### RECORD SET:
------------------------------------
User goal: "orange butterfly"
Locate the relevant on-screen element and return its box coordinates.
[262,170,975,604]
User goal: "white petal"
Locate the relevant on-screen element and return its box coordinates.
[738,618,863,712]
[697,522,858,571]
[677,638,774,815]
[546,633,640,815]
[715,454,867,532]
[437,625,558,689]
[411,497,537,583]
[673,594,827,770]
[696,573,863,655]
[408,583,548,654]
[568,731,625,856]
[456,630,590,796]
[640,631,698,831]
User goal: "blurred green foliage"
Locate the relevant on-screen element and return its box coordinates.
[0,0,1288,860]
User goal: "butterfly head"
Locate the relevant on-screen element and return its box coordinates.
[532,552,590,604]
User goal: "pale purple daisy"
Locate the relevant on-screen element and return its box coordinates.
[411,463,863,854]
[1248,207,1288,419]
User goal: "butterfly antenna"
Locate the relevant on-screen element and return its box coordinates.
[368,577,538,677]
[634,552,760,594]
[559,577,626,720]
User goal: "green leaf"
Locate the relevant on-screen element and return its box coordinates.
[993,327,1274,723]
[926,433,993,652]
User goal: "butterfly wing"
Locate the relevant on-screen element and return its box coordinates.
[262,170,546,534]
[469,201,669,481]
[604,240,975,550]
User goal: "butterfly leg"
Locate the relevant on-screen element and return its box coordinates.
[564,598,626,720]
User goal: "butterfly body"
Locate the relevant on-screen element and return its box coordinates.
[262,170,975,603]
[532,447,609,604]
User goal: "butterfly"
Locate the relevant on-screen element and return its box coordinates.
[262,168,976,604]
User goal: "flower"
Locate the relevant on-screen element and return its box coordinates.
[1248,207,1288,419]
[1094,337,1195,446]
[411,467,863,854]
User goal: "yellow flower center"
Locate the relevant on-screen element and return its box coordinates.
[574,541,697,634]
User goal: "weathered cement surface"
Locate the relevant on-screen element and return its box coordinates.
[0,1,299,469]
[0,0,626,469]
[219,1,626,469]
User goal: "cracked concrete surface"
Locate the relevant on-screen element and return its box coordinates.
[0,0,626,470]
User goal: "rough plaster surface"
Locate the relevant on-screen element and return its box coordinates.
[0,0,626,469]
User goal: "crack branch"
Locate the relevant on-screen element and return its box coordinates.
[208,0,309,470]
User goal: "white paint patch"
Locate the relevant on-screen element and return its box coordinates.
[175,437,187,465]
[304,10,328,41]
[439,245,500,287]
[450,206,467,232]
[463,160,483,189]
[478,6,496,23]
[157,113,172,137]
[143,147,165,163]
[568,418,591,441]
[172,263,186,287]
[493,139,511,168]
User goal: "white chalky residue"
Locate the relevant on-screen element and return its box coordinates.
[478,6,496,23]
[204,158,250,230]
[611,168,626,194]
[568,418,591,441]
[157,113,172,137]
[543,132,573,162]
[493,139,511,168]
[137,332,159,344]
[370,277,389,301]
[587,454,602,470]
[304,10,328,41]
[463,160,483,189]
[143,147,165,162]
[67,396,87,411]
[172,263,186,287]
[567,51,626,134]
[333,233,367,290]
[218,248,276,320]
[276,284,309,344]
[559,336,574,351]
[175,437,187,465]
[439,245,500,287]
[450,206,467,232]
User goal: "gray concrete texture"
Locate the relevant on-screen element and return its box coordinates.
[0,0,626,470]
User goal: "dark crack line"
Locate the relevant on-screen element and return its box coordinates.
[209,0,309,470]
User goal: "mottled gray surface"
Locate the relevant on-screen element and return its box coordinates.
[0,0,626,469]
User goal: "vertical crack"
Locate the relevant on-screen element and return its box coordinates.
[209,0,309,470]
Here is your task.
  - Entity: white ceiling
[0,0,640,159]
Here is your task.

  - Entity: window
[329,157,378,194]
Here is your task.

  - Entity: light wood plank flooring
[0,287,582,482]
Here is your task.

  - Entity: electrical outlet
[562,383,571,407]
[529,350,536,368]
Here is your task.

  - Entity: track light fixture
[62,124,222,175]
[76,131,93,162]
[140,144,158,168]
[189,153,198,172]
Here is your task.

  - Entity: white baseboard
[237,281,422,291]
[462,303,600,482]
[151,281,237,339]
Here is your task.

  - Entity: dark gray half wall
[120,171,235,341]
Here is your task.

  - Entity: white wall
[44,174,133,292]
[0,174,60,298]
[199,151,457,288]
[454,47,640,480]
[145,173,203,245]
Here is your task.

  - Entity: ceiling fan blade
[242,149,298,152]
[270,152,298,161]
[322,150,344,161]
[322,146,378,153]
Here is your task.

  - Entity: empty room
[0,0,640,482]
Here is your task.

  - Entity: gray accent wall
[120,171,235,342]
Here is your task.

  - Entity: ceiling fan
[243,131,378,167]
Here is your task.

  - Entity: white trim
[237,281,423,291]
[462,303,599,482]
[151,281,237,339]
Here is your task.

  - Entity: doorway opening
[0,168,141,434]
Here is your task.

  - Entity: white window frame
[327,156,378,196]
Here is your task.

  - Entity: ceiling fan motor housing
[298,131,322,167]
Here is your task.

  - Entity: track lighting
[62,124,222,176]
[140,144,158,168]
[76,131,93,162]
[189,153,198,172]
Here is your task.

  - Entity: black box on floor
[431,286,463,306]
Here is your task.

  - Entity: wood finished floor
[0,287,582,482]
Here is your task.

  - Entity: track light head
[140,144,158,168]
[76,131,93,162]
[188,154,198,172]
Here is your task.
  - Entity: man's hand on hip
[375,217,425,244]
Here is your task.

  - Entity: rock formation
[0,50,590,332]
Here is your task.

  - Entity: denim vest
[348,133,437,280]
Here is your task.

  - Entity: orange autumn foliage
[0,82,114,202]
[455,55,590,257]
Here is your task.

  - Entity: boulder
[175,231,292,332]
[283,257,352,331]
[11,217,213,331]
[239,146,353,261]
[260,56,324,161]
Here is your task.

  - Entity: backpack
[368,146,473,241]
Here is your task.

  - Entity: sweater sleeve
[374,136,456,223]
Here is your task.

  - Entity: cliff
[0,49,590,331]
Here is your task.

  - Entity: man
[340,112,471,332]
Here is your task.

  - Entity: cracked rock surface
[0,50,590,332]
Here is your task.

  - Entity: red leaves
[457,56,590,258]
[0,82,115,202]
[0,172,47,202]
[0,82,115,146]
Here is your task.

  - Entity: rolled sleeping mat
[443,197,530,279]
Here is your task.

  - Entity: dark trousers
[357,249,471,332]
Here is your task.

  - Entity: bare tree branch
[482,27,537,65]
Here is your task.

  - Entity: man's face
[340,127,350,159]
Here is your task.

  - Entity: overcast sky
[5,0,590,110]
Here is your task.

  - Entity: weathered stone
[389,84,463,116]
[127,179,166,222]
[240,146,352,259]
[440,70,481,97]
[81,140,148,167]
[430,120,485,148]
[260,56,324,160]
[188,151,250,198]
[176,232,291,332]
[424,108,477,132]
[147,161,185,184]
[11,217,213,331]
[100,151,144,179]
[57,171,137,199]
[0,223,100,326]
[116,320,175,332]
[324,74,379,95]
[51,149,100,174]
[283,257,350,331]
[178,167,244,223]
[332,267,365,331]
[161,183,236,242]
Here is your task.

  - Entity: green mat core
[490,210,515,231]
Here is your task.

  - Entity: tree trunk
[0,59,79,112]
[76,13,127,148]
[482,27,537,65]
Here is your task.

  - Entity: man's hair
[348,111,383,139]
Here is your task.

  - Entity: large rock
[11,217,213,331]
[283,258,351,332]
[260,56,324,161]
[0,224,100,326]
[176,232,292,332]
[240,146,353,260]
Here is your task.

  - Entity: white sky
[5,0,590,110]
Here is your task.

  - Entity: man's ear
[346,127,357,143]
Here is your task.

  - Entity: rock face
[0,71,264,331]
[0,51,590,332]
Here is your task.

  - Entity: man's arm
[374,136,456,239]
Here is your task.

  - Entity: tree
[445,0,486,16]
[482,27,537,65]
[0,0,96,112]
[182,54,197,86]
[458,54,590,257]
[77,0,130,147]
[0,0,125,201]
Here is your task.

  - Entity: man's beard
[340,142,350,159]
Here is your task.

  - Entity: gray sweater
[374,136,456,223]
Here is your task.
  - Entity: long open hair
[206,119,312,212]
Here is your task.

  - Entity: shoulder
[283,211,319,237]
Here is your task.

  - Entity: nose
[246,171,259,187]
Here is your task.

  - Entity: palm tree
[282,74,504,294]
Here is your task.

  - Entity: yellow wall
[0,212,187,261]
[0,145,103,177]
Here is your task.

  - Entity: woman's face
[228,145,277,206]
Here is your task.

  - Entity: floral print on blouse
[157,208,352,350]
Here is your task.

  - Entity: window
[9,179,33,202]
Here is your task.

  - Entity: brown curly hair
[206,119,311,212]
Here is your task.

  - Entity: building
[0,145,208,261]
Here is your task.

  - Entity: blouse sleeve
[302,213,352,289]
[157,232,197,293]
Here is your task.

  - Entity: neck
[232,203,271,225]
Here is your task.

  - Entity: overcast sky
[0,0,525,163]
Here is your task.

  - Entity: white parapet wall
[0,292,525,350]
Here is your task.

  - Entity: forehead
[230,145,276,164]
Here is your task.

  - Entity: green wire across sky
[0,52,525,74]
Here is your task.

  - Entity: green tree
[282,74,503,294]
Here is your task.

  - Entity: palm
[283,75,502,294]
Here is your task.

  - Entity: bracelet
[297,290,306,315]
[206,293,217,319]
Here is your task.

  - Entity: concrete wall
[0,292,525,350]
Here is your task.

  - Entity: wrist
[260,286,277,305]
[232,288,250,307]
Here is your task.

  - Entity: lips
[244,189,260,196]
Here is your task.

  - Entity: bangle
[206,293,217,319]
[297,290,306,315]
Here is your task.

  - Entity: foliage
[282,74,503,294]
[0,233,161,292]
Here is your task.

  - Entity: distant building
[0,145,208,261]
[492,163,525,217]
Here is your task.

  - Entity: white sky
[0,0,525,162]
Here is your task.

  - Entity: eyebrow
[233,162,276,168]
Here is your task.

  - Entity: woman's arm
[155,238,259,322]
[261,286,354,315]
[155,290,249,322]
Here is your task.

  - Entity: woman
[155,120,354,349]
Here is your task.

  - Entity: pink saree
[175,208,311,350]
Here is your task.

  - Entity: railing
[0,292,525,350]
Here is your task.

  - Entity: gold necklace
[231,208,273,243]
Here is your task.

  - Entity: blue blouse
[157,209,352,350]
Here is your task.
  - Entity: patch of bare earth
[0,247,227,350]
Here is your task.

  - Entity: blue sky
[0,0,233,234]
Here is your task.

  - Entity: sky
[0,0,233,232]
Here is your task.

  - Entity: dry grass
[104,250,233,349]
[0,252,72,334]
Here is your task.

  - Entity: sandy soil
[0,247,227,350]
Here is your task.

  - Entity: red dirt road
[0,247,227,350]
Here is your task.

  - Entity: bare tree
------------------------------------
### STATED PROBLEM:
Return every line in the rows above that contains the string "branch", treating uppercase and lowercase letters as distinct.

### RESPONSE TO THE EXERCISE:
User goal: "crack branch"
  - Entity: bare tree branch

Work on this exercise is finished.